(The task): Change every occurrence of "integer pixel values" to "whole-number pixel coordinates" in the listing below and leave all other text unchanged. Omit the pictures from your output.

▬▬▬▬▬▬▬▬▬▬

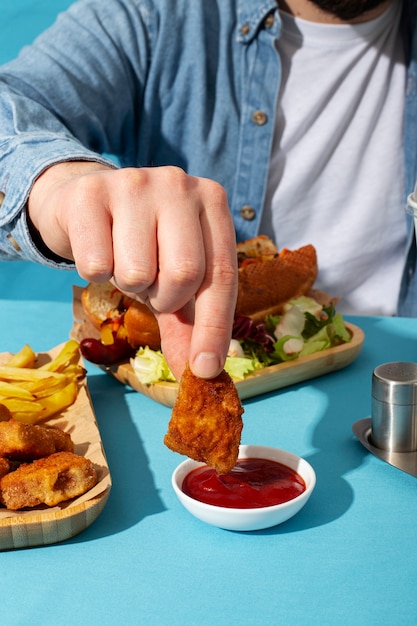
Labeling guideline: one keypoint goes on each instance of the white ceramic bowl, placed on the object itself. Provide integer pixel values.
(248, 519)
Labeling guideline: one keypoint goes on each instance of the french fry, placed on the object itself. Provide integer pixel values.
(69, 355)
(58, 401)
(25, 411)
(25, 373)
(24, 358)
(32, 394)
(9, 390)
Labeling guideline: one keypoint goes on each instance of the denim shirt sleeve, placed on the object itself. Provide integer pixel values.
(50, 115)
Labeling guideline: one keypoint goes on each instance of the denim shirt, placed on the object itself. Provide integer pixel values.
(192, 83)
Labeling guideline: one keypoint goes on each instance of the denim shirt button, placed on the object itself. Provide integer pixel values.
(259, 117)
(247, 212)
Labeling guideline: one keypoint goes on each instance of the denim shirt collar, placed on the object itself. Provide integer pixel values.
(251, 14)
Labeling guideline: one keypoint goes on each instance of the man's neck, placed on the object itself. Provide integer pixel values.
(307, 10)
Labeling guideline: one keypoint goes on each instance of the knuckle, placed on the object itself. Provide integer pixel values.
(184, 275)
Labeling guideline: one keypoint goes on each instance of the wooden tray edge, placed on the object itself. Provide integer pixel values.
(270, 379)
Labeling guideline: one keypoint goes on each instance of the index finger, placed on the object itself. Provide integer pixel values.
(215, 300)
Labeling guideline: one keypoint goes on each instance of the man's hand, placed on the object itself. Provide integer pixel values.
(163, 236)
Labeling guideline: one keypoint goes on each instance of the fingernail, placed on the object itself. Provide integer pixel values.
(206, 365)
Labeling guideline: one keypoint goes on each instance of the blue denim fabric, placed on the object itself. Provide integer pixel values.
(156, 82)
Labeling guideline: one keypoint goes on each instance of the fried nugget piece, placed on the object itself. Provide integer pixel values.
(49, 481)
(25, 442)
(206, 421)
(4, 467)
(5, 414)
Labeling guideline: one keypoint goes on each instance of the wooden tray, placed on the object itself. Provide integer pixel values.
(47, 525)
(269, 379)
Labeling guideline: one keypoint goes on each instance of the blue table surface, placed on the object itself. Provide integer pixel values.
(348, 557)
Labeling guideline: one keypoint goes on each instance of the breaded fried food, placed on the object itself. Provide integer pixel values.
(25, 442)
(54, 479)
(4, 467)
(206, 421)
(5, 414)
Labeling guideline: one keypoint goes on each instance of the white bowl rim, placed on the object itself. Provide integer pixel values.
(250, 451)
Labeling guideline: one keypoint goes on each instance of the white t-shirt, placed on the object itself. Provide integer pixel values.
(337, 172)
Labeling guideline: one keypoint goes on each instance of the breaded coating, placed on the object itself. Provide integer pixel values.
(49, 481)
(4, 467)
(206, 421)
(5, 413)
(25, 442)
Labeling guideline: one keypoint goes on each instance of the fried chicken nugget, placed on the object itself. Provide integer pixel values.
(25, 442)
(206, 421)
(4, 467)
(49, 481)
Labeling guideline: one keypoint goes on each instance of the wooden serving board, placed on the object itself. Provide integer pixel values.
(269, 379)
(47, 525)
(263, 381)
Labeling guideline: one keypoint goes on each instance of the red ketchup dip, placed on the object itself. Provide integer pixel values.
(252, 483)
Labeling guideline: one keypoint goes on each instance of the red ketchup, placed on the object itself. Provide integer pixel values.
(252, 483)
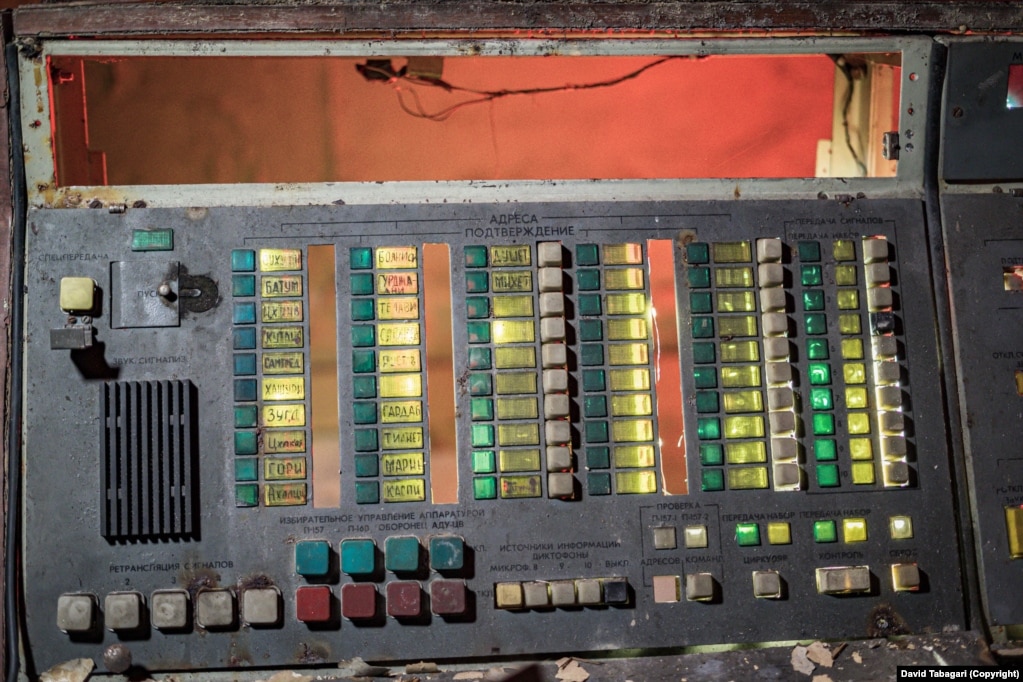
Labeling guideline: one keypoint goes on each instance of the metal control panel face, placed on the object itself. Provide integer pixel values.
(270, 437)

▬▬▬▬▬▬▬▬▬▬

(Output of the exercise):
Labeling guideline: one keypoint goes on each instance of the white ceramic bowl, placed on the object itself. Provide whole-number pixel coordinates.
(248, 519)
Labeling guideline: one keypoint goes on each instance of the french fry, placed on the object itself. Provide whole-number pixel coordinates.
(69, 355)
(58, 401)
(25, 411)
(25, 373)
(24, 358)
(32, 394)
(9, 390)
Labeling guideline: one keypoint goes on each instance of the denim shirt sleeve, placed on the object itself. Provide whole-number pixel coordinates.
(50, 115)
Labeling guideline: one keypoint goes on each instance of the denim shirt, placed on the object itself. Provide whole-number pixel coordinates.
(192, 83)
Labeling guideline: one keypoint goes on each instance of the denim shirt button, placed on the object itself. Provide whole-number pixel coordinates.
(259, 117)
(247, 212)
Labeling guideline: one keypoint goes on each instance of the denim shirt collar, placed on the object itself. Provide whole-number pixel coordinates.
(251, 14)
Labeling guideline: one keypoint goes on each instance of the man's neck, placed on the object itself. Provide whole-number pixel coordinates.
(307, 10)
Labeling guideline: one keypoint goes on each instance of the knuckle, placed on the object itself. Provide whole-number pixel coordinates.
(184, 275)
Labeling guideline: one keypoint goes on each instance of the wooden tray edge, placed on the object itself. Provide whole-number pixel coordinates.
(270, 379)
Labeling guideline: one keypoint goes on each instance of the index finger, placed on the object itself. Provide whole-number pixel coordinates.
(215, 300)
Labeling guideline: one keypoint goes on each instance of the man's hand, placed on the object itself. Provide whole-number pixel coordinates.
(163, 236)
Labeling guideline: one keypoint goes on each instance of the fingernail, placed on the object itself. Provide whole-number pixel coordinates.
(206, 365)
Labeling guideline: one keypoint goes on each instance of the blue denim fabric, placed on the object itself. Provide whole-number pixel coordinates.
(156, 82)
Labeling guideline: one keypoint goes on each instance of the fried nugget piece, placed on the object itself. Provide whole-number pixel coordinates.
(49, 481)
(25, 442)
(206, 421)
(4, 467)
(5, 414)
Labeling guideline: one keypoint goes on each instance of the wooden tray, placed on the object itself. Provide whole-number pixel coordinates.
(47, 525)
(269, 379)
Labeling guideline: one keypoint goes on each instance of the blue table surface, placed on the object itself. Provide whole-number pixel coordinates.
(348, 557)
Labeling guideline: one keypoint goes on each instance of the breaded fried food, placed on the object itself. Provide whole-number pixel coordinates.
(25, 442)
(54, 479)
(4, 467)
(206, 421)
(5, 414)
Labeling guideline: one keypoint goes on each instance of the white bowl rim, placed on the object itself. Provide whole-number pixel coordinates.
(250, 451)
Labeling guideline: one keypoint goes on each instance of the white t-shirt, placed on the object itself. Provide whole-number pixel coordinates.
(337, 172)
Labeling guideline: one keypoint goes on each instance of the breaded coating, placed on the object itself. Provide whole-number pixel coordinates.
(49, 481)
(4, 467)
(206, 421)
(5, 413)
(25, 442)
Labeling guideline: one keypoint goes on each instance of the fried chicken nugget, placed on the object itself. Provide whole-number pixel coordinates.
(25, 442)
(206, 421)
(4, 467)
(49, 481)
Labeling guideline: one keypoint goes on each instance of the wooden serving board, placed on the object itself. Provide whole-number pixel coordinates.
(269, 379)
(47, 525)
(263, 381)
Labeling guideline: one keypoint goes on each instance of the red ketchup dip, placed on the object itself. Provide whole-number pixel coordinates.
(252, 483)
Labeling guideline: one keypoint goes on each instance of the red ketchup, placed on the object itself. Provide whole-number pixel coordinates.
(252, 483)
Labeling guideline: one keypoint goes on each instance of the metal control panel face, placed on the object itself. Provide whole-number pixel coordinates.
(270, 437)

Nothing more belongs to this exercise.